• [Exercício proposto A]:
Diga se cada afirmação abaixo está de acordo com o texto sobre o trabalho doméstico, respondendo sim ou não e citando literalmente as palavras do texto que decidem a resposta.
(i) Segundo a pesquisa do IBGE, em 2019 os homens dedicaram 11 horas semanais aos cuidados com pessoas e afazeres domésticos.
(ii) Na casa descrita no início, o pai colaborava nas atividades domésticas.
(iii) O relatório da Oxfam citado é de 2020.
• [Exercício proposto B]:
Com base no texto sobre o trabalho doméstico, responda a cada pergunta abaixo.
(i) Quantas pessoas moravam na casa descrita no início?
(ii) De qual campanha Simone Santarém é embaixadora?
(iii) Segundo a Oxfam, quanto somariam por ano essas atividades se fossem remuneradas pelo salário mínimo de cada país?
• [Exercício proposto C]:
Prossiga o texto sobre o trabalho doméstico não remunerado, começando logo após a última frase apresentada.

Por Lorena Simas*, Irpaa
Mãe, porque eu tenho que varrer a casa e meu irmão não? Por que ele é homem. Mãe, porque eu tenho que lavar a louça e o meu irmão não? Por que ele é homem. Mãe, porque depois da escola eu tenho que arrumar a casa e meu irmão pode ficar na rua brincando. Por que ele é homem. Essa era a resposta que eu sempre ouvia ao questionar minha mãe, porque na casa onde moravam quatro pessoas (eu, minha mãe, meu pai e meu irmão), apenas eu tinha a obrigação de colaborar nas atividades domésticas; enquanto meu pai assistia televisão e meu irmão brincava.
Mesmo sem entender muito sobre desigualdade de gênero, aquela situação me incomodava profundamente, pois achava injusto que por ser mulher eu herdasse as obrigações de cuidados com o lar. Já que a casa é da família inteira, nada mais justo que todos se comprometessem em mantê-la limpa e organizada.
A realidade que eu vivi na zona urbana, minha mãe, minhas tias, minhas avós também viveram na zona rural e de uma forma ainda mais intensa, pois acreditavam que aquela situação na qual se encontravam era a certa, então aceitavam sem nenhum questionamento. Mas essa vivência não está restrita a minha família, ela vai muito além de uma questão particular da família de alguém, ou de um espaço.
Uma pesquisa do Instituto Brasileiro de Geografia e Estatística (IBGE) aponta que em 2019, as mulheres dedicaram aos cuidados com pessoas e afazeres domésticos mais de 21 horas semanais, enquanto os homens apenas 11 horas. Na região Nordeste, essa desigualdade ainda é mais acentuada. O estudo mostra que as atividades cotidianas como alimentação, arrumação da casa, limpeza da roupa ficam concentradas com as mulheres, enquanto os homens realizam os pequenos reparos esporadicamente.
A desigualdade e o não reconhecimento do valor do trabalho doméstico não remunerado não acontecem por acaso. O sistema econômico precisa que alguém trabalhe gratuitamente ou recebendo muito pouco, para gerar lucro ao sistema; e as mulheres estão nesta escala de ganhar nada ou muito pouco. “Não é uma questão da casa de fulano, da comunidade que não é desenvolvida, da cidade que é do interior. A gente tem que pensar no sistema como um todo. (…) O sistema precisa de alguém que cozinhe, que lave, passe para que uma parte da força de trabalho que, geralmente, é o homem saía para trabalhar, volte, descanse e no dia seguinte esteja com muita energia para voltar a trabalhar e gerar riqueza para o mundo, ficando com uma parte muito pequena geralmente”, explica a embaixadora da Campanha Mulheres Rurais, Mulheres com Direitos, da Organização das Nações Unidas para Alimentação e Agricultura (FAO), Simone Santarém.
Dados do relatório da organização de ajuda humanitária Oxfam, de 2019, apontam que diariamente, mulheres e meninas em todo o mundo gastam 12 milhões de horas cuidando de crianças e idosos e com o trabalho doméstico. Se essas atividades fossem remuneradas de acordo com o salário mínimo de cada país, a soma seria superior a 11 trilhões de dólares por ano.

• [Dados armazenados]:
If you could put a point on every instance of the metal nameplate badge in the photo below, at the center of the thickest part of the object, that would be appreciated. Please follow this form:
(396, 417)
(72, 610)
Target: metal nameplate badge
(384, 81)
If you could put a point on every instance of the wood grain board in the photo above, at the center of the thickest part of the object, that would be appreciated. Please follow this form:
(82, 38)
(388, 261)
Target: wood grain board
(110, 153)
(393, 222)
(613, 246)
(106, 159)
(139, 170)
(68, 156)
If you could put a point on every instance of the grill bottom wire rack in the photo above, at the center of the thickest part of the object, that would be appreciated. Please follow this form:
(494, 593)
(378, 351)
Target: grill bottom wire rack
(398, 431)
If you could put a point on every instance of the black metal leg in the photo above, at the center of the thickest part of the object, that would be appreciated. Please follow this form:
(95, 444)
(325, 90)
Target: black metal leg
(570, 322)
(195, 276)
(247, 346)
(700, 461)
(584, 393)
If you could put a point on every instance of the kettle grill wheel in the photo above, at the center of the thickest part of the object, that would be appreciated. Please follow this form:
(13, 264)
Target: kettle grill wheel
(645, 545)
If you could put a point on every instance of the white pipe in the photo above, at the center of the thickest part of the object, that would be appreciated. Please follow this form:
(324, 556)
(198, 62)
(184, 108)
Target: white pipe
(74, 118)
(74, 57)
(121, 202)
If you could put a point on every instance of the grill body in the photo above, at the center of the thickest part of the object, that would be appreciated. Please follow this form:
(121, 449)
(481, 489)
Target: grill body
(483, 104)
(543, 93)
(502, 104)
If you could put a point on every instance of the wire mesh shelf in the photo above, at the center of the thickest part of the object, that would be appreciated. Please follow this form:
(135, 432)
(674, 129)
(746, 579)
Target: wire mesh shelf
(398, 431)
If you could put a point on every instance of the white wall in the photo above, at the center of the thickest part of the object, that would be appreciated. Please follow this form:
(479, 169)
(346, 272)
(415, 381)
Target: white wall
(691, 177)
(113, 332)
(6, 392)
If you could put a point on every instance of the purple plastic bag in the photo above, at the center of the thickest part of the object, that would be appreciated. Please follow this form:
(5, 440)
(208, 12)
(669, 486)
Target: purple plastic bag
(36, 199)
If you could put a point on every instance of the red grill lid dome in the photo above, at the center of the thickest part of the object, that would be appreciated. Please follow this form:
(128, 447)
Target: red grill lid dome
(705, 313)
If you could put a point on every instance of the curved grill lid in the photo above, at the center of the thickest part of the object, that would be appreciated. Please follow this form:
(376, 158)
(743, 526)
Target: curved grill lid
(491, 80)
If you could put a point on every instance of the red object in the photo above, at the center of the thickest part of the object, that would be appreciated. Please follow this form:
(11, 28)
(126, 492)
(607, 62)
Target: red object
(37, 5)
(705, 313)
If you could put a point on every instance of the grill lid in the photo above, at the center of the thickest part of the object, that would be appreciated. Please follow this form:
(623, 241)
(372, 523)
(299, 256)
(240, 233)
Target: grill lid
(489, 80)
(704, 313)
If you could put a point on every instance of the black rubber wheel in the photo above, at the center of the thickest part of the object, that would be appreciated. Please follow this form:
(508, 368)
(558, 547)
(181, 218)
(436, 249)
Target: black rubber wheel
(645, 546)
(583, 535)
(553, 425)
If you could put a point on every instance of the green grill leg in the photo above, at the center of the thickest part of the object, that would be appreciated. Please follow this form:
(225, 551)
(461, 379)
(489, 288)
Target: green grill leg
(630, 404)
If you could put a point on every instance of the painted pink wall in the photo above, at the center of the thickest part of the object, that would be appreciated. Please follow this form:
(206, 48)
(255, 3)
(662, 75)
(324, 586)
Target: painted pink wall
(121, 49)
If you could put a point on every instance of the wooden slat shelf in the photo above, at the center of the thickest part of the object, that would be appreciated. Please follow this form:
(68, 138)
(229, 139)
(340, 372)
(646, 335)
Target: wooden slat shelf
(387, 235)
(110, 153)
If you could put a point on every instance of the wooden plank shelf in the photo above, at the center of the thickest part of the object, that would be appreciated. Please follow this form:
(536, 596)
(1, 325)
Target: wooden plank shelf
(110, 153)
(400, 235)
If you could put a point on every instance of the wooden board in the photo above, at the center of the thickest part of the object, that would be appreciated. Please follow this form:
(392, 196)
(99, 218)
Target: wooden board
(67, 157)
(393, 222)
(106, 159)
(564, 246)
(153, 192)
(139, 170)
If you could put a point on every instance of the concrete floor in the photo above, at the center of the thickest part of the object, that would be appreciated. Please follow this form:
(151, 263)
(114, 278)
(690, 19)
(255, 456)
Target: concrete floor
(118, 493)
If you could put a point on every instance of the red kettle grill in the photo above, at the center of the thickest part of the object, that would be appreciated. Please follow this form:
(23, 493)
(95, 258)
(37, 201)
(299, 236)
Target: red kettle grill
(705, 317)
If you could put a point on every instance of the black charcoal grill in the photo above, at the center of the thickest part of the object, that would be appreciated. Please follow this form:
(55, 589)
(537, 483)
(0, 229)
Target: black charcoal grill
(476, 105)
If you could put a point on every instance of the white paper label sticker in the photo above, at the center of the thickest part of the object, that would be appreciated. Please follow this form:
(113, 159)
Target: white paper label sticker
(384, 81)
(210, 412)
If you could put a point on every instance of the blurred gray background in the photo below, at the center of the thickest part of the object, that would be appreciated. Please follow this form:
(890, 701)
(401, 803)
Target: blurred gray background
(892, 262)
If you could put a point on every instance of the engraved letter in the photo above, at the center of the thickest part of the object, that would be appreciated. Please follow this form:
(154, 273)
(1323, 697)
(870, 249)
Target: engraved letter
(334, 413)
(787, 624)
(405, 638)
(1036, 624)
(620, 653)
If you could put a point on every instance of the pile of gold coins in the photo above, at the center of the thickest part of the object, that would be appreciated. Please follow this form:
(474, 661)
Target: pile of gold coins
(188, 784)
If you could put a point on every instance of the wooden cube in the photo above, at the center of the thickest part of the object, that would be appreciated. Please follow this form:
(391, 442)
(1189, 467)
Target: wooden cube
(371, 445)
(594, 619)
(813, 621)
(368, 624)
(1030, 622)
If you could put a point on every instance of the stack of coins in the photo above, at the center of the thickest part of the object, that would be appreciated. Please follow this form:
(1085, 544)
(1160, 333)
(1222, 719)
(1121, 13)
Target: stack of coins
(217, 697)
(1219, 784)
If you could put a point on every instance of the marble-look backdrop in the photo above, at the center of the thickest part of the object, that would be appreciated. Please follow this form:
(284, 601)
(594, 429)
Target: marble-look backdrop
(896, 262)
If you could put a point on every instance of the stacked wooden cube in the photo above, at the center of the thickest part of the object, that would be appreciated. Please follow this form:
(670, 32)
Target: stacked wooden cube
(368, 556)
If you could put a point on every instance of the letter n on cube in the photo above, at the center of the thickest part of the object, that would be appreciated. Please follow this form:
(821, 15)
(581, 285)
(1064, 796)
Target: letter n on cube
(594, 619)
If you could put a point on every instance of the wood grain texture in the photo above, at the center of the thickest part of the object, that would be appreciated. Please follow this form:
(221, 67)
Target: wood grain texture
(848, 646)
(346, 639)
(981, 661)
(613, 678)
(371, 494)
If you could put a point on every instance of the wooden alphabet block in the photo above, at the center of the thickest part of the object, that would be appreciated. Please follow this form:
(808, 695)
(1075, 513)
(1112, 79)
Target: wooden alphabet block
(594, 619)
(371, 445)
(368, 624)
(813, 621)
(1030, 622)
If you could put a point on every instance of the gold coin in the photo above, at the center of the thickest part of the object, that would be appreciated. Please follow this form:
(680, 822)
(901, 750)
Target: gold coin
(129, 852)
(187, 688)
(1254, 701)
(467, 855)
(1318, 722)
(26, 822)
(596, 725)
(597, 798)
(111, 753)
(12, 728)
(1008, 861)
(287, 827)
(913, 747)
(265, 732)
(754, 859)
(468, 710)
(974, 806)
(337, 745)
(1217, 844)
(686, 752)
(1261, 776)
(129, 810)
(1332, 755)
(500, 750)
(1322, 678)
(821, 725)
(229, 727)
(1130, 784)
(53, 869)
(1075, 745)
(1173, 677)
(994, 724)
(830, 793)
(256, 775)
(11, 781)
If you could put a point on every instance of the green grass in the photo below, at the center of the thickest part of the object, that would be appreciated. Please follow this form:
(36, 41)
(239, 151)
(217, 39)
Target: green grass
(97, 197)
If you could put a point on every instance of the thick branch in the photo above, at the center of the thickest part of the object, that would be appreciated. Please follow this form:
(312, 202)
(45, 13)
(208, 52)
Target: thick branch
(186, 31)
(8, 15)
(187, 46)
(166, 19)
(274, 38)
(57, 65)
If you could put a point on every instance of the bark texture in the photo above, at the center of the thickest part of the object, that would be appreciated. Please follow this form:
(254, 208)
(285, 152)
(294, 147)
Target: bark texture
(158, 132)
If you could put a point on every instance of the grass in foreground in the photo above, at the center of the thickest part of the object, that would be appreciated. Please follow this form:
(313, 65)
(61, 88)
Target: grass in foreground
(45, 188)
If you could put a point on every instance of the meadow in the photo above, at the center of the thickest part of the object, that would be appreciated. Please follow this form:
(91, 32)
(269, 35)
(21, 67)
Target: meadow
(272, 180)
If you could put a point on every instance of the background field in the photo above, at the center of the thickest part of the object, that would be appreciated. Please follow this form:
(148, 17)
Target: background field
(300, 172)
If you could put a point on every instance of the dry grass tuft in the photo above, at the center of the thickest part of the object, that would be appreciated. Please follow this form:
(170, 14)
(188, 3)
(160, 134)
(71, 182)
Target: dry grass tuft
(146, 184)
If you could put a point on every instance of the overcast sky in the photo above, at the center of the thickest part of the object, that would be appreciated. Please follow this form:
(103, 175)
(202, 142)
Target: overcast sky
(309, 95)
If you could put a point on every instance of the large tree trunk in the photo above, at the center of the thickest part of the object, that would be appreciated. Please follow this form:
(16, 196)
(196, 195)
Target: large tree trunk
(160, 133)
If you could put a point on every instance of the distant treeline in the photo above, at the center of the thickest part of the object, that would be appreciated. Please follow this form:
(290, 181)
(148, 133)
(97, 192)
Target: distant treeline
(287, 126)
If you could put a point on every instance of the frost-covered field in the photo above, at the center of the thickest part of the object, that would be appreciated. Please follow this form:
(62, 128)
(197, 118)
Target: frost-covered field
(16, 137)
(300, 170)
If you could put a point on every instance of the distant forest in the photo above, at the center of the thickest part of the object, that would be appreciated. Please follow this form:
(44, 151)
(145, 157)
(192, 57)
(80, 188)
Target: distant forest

• [Resposta A]:
(i) Sim: "enquanto os homens apenas 11 horas".
(ii) Não: "enquanto meu pai assistia televisão e meu irmão brincava".
(iii) Não: "Dados do relatório da organização de ajuda humanitária Oxfam, de 2019".

• [Resposta B]:
(i) Quatro pessoas.
(ii) Da Campanha Mulheres Rurais, Mulheres com Direitos, da Organização das Nações Unidas para Alimentação e Agricultura (FAO).
(iii) Mais de 11 trilhões de dólares.

• [Resposta C]:
O trabalho doméstico precisa ser contabilizado no sistema econômico, pois esta atividade contribui para o desenvolvimento econômico e social da sociedade, como aponta Simone “Que ele entre na conta, que vá para a balança comercial do trabalho que elas estão realizando para alicerçar e construir a sociedade. É preciso reconhecer o seu trabalho, mas também transformar o atual modelo econômico em um sistema que respeite os seres humanos, que respeite a Terra, que dê condições de toda a geração possa viver bem”.
Mudar essa rotina do trabalho doméstico não remunerado na responsabilidade da mulher não é fácil. A mudança deve começar com a mulher, que precisa compreender que lavar, passar, arrumar, cozinhar, etc., deve ser responsabilidade de todos que moram na casa. A divisão do trabalho doméstico gera união familiar e melhora o relacionamento entre as pessoas, pois ninguém fica sobrecarregado.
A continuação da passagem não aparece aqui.